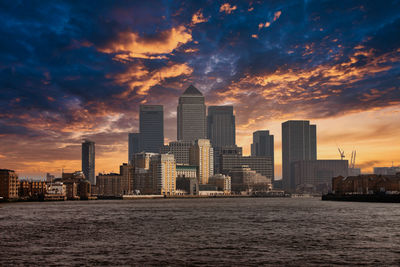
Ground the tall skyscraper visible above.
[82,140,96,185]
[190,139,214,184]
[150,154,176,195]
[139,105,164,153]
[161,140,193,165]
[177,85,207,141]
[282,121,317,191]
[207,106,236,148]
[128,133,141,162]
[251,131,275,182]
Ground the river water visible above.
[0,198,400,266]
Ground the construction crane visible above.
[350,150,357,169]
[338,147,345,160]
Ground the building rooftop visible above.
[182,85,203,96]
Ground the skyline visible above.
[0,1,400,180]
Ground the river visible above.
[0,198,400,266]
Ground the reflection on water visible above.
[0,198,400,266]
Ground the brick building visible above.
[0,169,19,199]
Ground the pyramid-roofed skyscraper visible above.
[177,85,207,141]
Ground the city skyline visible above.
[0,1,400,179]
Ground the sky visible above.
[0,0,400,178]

============

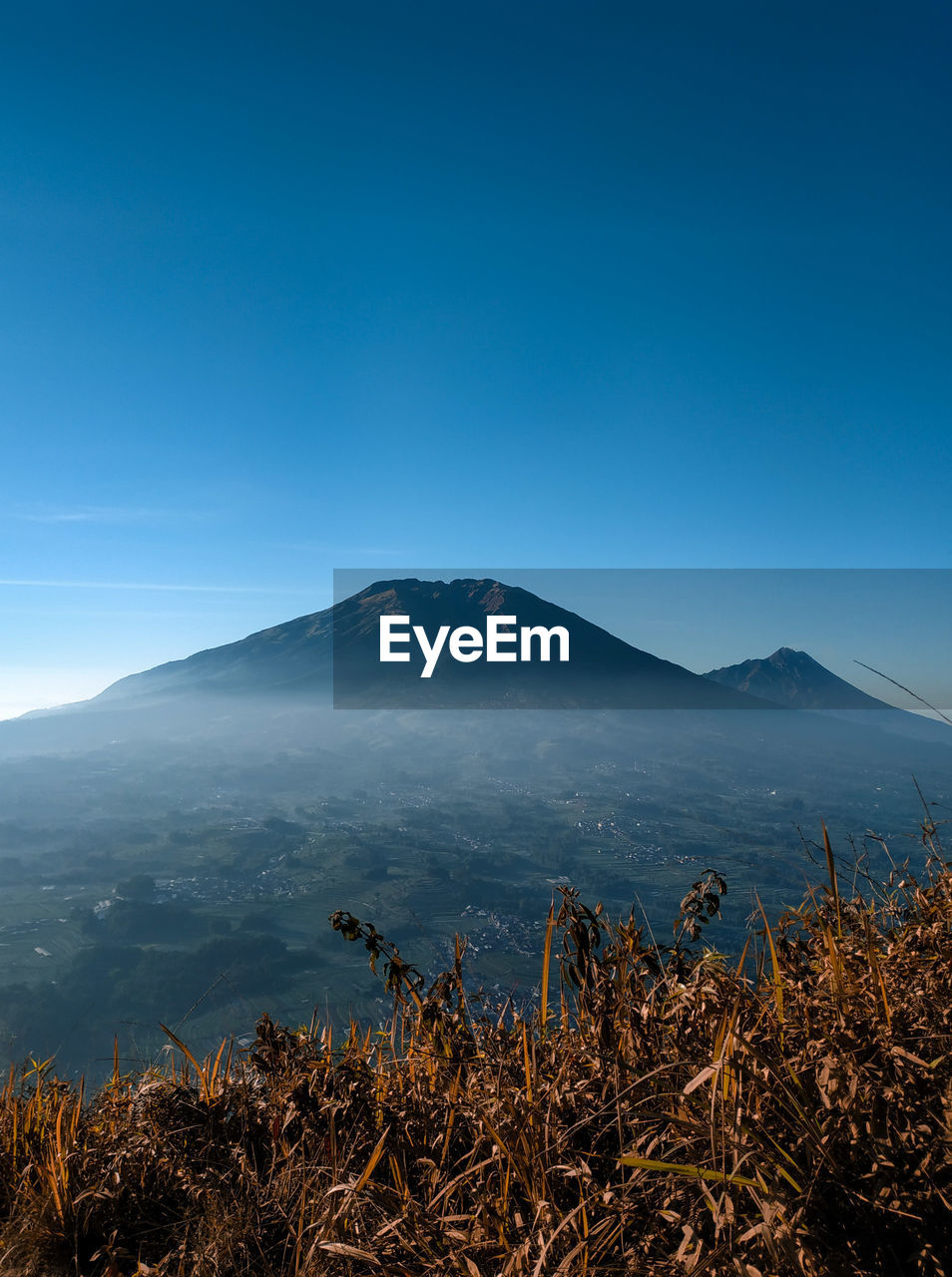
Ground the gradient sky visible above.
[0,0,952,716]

============

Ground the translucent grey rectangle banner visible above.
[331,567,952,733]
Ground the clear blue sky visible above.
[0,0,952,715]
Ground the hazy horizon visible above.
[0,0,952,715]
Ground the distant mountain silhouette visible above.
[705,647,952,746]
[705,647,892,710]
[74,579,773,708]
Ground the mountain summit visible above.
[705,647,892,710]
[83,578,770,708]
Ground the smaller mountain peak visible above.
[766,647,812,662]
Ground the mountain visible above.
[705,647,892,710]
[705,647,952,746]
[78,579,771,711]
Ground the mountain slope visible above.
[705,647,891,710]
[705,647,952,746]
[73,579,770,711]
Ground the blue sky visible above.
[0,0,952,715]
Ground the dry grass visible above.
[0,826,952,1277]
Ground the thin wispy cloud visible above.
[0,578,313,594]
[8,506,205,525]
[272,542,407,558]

============

ISTRUZIONI E REQUISITI:
Ricopia senza alcuna modifica la parte del materiale che si apre con la riga contenente "Ground the distant" e si chiude con quella contenente "[272,542,407,558]", estremi inclusi.

RISPOSTA ALL'ESERCIZIO:
Ground the distant mountain silhouette visible above.
[705,647,952,746]
[705,647,892,710]
[74,579,773,708]
Ground the mountain summit visible above.
[705,647,892,710]
[83,578,770,708]
Ground the smaller mountain peak visible above.
[766,647,812,662]
Ground the mountain visible above.
[705,647,892,710]
[705,647,952,746]
[78,579,771,711]
Ground the mountain slope visible above.
[705,647,891,710]
[705,647,952,746]
[73,579,770,711]
Ground the blue sky visible above.
[0,0,952,715]
Ground the dry grass visible above.
[0,826,952,1277]
Ground the thin wispy cloud visible above.
[0,578,313,594]
[8,506,205,525]
[272,542,407,558]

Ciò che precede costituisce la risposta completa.